▸ ТЕКСТ ДЛЯ ЧТЕНИЯ

Группу составили из восьми летчиков. Среди них были двое молодых: Судам Априданидзе и Александр Сирадзе. Глядя на них, командир полка спросил:

— А вы, кацо, когда «стариками» стали?

— За последнюю неделю, — не задумываясь отчеканил Судам.

— Он теперь уже и бреется каждое утро, — заступился я за своего ведомого.

На большой высоте не ощущается скорость: кажется, что не летишь, а по-хозяйски шагаешь по освобожденной Украине. Под нами плывут исковерканные войной леса, деревни, города, перепаханная снарядами и окопами земля.

Вдали, правее нашего курса, серебристой гладью показался Днепр с его многочисленными рукавами, островами и блестящими пятнами озер. Днепр! Полтора месяца мы смотрели на тебя через пороховую гарь. Сколько крови и солдатского пота вобрал ты в себя! И вот теперь ты снова свободный, спокойный и по-прежнему величавый, Про тебя, как и про Волгу, народ песни поет. Без Волги не представляешь России, без Днепра — Украины.

Под нами проплыли развалины Вышгорода — место недавних ожесточенных боев. За ним показался Киев. Западный ветер принес дым и гарь пожаров фронта. Город сквозь пелену густой дымки еле просматривался. Вдали, где отступают немецко-фашистские войска, рдеют огромные факелы огня. Враг опустошает Украину. Серо-желтым дымом плачет земля. Трудно дышать, и даже солнце потускнело, как будто его заслонили грязным стеклом. Лишь яркие носы наших самолетов выделяются в этом дымном мраке войны. Видишь ли ты нас, Киев?

Кустов с Лазаревым летят правее нас с Априданидзе. Как автор идеи полетов на красноносых машинах, Игорь тревожится за успех, опасается, что в дыму мы можем проглядеть противника. Слышу в наушниках его недовольный голос:

— Вот чертова муть! Когда только она кончится?

И тут же, словно уступая его мольбе, дымное марево расступается и мы, вынырнув точно из воды, попадаем на блестящую поверхность бескрайнего океана.

Солнце светит ярко-ярко. Задышалось легко и свободно. Но солнечные лучи не пробивают разлившегося по поверхности земли дымчатого половодья, рикошетируют, искрятся, создавая сплошное море серебристого огня. Светлый и игривый, он сливается с бушующим темно-багровым пламенем пожарищ и создает впечатление, что горит и земля, и воздух, и небо.

▸ ЗАДАНИЯ
[1] Выпишите из текста о полете над Киевом отрывок, начиная со слов «Под нами проплыли» и вплоть до слов «ты нас, Киев?».
[2] Продолжите, пожалуйста, текст о полете над Киевом с того места, на котором он обрывается.

▸ МАТЕРИАЛ УПРАЖНЕНИЯ
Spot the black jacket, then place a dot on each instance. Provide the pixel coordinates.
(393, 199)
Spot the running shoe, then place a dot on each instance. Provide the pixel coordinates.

▸ ОТВЕТЫ К ЗАДАНИЯМ
[1]
Под нами проплыли развалины Вышгорода — место недавних ожесточенных боев. За ним показался Киев. Западный ветер принес дым и гарь пожаров фронта. Город сквозь пелену густой дымки еле просматривался. Вдали, где отступают немецко-фашистские войска, рдеют огромные факелы огня. Враг опустошает Украину. Серо-желтым дымом плачет земля. Трудно дышать, и даже солнце потускнело, как будто его заслонили грязным стеклом. Лишь яркие носы наших самолетов выделяются в этом дымном мраке войны. Видишь ли ты нас, Киев?

[2]
За Киевом видимость улучшилась. Стала просматриваться земля. На юг и на запад текут лавины наших танков, артиллерийских орудий, машин, людей. Их-то нам и надо прикрыть. Звено Вахлаева уходит вверх. Принимаем нужный боевой порядок.

Пытаюсь определить линию фронта. Ее нет: все в движении. Где наши, где гитлеровцы — трудно разобраться. Внизу замаячил немецкий разведчик-корректировщик ФВ-189. На фронте этот самолет за своеобразную форму прозвали «рамой». Кустов просит разрешения уничтожить его. Запрещаю. Пока нельзя отвлекаться, с «рамой» можно разделаться позднее, на обратном пути.

— Есть на обратном пути! — отвечает Кустов. Идем над Васильковом. Правее показался Фастов. Теперь хорошо заметно, как к этим городам подходят наши войска.

В воздухе, кроме нас, никого. Летим дальше.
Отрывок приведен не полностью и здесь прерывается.